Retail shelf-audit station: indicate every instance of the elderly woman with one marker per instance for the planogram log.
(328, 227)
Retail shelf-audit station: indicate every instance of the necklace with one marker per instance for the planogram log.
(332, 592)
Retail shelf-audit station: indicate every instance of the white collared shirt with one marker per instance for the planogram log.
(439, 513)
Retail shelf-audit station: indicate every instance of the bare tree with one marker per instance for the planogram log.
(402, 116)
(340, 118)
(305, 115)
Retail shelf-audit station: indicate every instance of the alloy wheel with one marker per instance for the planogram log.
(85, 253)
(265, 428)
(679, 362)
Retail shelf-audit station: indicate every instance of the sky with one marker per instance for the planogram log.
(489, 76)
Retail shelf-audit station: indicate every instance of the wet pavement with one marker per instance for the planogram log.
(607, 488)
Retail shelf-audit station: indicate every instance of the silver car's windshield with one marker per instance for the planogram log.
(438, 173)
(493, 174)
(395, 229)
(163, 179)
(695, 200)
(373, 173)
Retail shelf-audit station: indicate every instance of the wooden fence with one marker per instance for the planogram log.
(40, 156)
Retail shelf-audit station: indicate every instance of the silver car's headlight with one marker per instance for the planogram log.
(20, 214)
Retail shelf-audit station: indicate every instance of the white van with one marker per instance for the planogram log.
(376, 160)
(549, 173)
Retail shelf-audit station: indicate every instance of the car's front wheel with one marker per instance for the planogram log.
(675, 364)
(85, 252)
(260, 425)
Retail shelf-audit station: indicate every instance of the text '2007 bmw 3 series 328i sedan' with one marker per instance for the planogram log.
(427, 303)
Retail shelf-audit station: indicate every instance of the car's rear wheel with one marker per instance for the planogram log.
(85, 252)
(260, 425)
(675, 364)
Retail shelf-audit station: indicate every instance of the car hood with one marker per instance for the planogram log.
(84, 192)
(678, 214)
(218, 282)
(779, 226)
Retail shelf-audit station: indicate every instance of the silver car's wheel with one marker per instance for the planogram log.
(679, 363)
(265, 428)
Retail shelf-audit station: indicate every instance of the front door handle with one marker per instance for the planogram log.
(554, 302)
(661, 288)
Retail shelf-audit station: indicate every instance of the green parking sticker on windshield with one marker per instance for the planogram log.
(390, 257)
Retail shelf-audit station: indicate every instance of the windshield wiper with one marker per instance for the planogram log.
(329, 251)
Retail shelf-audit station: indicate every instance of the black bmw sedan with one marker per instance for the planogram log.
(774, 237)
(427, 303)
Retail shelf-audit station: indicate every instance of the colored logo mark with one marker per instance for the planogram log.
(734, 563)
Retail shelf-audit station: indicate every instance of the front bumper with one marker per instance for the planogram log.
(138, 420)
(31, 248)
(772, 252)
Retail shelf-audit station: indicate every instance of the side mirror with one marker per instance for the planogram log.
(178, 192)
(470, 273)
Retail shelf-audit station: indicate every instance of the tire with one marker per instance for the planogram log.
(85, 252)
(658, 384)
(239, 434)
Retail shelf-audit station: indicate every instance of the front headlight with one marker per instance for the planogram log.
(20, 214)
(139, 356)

How to complete this task: Nothing in the records may change. Print all of them.

Task answer:
Retail shelf-audit station: indicate every instance of the elderly woman with one marker per instance for the planogram log.
(328, 227)
Retail shelf-audit station: indicate every instance of the necklace with one marker per instance for the planogram log.
(332, 592)
Retail shelf-audit station: indicate every instance of the white collared shirt with one marker per instance for the planogram log.
(439, 513)
Retail shelf-audit station: indicate every instance of the bare tree with one marker per instance for the planogram log.
(402, 116)
(340, 118)
(305, 115)
Retail shelf-audit station: indicate every instance of the alloy wheel with one marker per instance for the planogram log.
(85, 253)
(265, 428)
(679, 362)
Retail shelf-audit station: indicate every instance of the sky with one marker per instance for the planogram log.
(489, 76)
Retail shelf-audit station: indicate every instance of the wet pavement with one marker per instance for the planogram log.
(607, 488)
Retail shelf-audit station: indicate every instance of the silver car's windshield with one marker per instance for the planogram log.
(438, 173)
(493, 174)
(395, 229)
(163, 179)
(695, 200)
(373, 173)
Retail shelf-audit station: indicate every instance of the wooden fence with one marker per instance for the planogram log.
(40, 156)
Retail shelf-audit station: indicate every instance of the silver car's headlight with one marker per instance for the planogram log.
(20, 214)
Retail shelf-audit station: indicate every instance of the white van with one marker per instance for the planogram log.
(376, 160)
(549, 173)
Retail shelf-audit station: indicate every instance of the car's front wheel with one marker per instance for the planogram log.
(675, 364)
(85, 252)
(260, 425)
Retail shelf-audit station: indicate every instance of the text '2007 bmw 3 series 328i sedan' with one marker per instance for the planogram log.
(427, 303)
Retail shelf-audit station: indicate every instance of the car's rear wheel with one marker per instance for the planogram log.
(85, 252)
(260, 425)
(675, 364)
Retail shelf-audit station: indicate every instance of the car hood with one marker per instance for the planogram log.
(84, 192)
(678, 214)
(218, 282)
(779, 226)
Retail shelf-audit station: indicate every instance of the silver car's wheel with one marker per instance for the planogram log.
(679, 363)
(265, 428)
Retail shelf-audit station: indicate every instance of the front door handle with one marker per instance for the planogram log.
(554, 302)
(661, 288)
Retail shelf-audit station: indicate every instance of the green parking sticker on windshield with one marker per instance for the planogram log.
(390, 257)
Retail shelf-audit station: indicate every instance of the windshield wiper with one marker per instance for the planogram log.
(329, 251)
Retail shelf-audit station: indicate every instance of the black bmw sedan with one marker per instance for the planogram log.
(774, 237)
(427, 303)
Retail shelf-audit station: indicate every instance of the colored logo mark with one marker per instance for the planogram log.
(734, 563)
Retail shelf-audit station: indicate every instance of the front bumper with one marker per instance for the planogram log.
(138, 420)
(31, 248)
(772, 252)
Retail shelf-audit station: indicate every instance of the side mirror with one marker per instance for the planogram log.
(178, 192)
(470, 273)
Retail shelf-audit station: indicate every instance of the tire with one marker per instance for the planogram log.
(85, 252)
(658, 384)
(239, 434)
Retail shelf-audit station: indicate every instance of the front headlight with one marker per instance for the planogram log.
(20, 214)
(139, 356)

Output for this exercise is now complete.